● **DOCUMENT SECTION**:
☆ ☆ ☆ ☆ ☆ ☆ ☆

Supposed similarities between the early church and LDS?

My Mormon friend says that his church is similar to the early Christian church, but when I mention the writings of the early church fathers that clearly demonstrate this is not true, he simply says that the church had fallen into apostasy by the time of these writings. I really feel that I need biblical evidence to dispute his claims. Any help?

I asked Mormons who came to my house recently to provide historical evidence for the Great Apostasy After several visits and numerous agreements to bring such proof with them the next time they came over, they never did.

Have your friend explain the Didache, which are the writings of the apostles around AD 70. The practices of the early apostles, including a Trinitarian form of baptism, are quite similar to what we see in the Catholic Church today. If the Church had truly fallen into apostasy by the time of the writings of the Church Fathers (as your friend said), then the true Church (according to your friend) must have been gone by AD 70. However, my understanding is that LDS believe the Great Apostasy occurred somewhere near AD 200.

Hi, The evidence is all on him. After all his Church founders wrote things in books that are not true and was written to control people that follow them. There is no evidence of any so called golden plates with writings exist or native Americans followed biblical teachings.
The twelve apostles and Saul/Paul were not heretics.

The Mormons also have a superficial Trinitarian formula for baptism, however have defective theology regarding the Trinity that makes there baptism invalid.

The Mormons do not believe the twelve were heretics. They specifically seek to emulate them, with the current leaders claiming to be the restored successors of the original twelve.

They also use Christian scripture, and thus certainly don’t consider Peter, John, Paul, etc, heretics.

1 John 4:1-3
Douay-Rheims 1899 American Edition (DRA)
4 Dearly beloved, believe not every spirit, but try the spirits if they be of God: because many false prophets are gone out into the world.
2 By this is the spirit of God known. Every spirit which confesseth that Jesus Christ is come in the flesh, is of God:
3 And every spirit that dissolveth Jesus, is not of God: and this is Antichrist, of whom you have heard that he cometh, and he is now already in the world.

Ask the Mormons just what Joseph Smith did to test the spirit that spoke to him.

☆ ☆ ☆ ☆ ☆ ☆ ☆

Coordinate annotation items
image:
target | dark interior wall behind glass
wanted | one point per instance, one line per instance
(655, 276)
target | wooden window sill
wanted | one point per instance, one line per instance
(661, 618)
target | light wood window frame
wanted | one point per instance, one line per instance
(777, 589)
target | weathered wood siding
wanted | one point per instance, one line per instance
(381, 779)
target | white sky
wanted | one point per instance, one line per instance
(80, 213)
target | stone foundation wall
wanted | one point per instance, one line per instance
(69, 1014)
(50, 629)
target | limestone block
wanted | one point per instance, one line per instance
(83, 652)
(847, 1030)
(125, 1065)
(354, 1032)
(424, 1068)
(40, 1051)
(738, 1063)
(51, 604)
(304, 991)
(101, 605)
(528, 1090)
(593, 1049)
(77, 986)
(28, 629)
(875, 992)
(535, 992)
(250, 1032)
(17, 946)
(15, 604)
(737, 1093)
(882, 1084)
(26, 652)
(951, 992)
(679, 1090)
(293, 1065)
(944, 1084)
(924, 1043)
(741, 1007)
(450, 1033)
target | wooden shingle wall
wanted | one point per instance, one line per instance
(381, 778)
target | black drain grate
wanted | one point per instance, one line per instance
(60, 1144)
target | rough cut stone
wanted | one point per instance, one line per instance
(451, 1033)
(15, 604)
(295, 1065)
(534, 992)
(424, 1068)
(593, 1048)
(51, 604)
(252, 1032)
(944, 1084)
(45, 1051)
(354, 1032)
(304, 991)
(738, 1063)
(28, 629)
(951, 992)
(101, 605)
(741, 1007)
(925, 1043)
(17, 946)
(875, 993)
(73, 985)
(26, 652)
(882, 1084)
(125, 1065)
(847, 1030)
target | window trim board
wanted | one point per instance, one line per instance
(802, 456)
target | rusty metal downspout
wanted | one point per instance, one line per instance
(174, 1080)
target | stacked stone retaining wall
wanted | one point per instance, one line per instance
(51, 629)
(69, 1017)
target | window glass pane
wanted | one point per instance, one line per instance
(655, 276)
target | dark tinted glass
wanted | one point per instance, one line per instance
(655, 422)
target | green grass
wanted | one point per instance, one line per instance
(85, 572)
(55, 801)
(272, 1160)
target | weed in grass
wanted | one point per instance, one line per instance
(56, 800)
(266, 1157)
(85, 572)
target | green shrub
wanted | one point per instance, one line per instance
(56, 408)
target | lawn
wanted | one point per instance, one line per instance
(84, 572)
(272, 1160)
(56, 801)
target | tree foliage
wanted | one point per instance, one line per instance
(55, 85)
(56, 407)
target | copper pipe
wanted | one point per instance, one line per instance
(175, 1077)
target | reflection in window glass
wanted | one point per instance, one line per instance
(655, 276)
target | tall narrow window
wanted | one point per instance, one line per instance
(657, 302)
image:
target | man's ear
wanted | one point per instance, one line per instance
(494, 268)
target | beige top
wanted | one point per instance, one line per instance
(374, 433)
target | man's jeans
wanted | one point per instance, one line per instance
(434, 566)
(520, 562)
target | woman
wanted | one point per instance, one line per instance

☆ ☆ ☆ ☆ ☆ ☆ ☆

● **DIRECTIVE 1**: From the discussion thread, copy the passage starting at "Hi, The evidence" and ending at "were not heretics.".
● **DIRECTIVE 2**: What does the discussion thread say the Didache is?
● **DIRECTIVE 3**: Please say whether each statement agrees with the discussion thread, giving yes or no and quoting the words that decide it: (a) The Mormons who visited one poster never brought historical evidence for the Great Apostasy. (b) The passage from 1 John 4:1-3 is quoted from the King James Version. (c) Mormons consider Peter, John and Paul heretics.

● **COMPLETE ANSWER 1**:
Hi, The evidence is all on him. After all his Church founders wrote things in books that are not true and was written to control people that follow them. There is no evidence of any so called golden plates with writings exist or native Americans followed biblical teachings.
The twelve apostles and Saul/Paul were not heretics.

● **COMPLETE ANSWER 2**: The writings of the apostles around AD 70.

● **COMPLETE ANSWER 3**:
(a) Yes: "they never did."
(b) No: "Douay-Rheims 1899 American Edition (DRA)"
(c) No: "thus certainly don’t consider Peter, John, Paul, etc, heretics."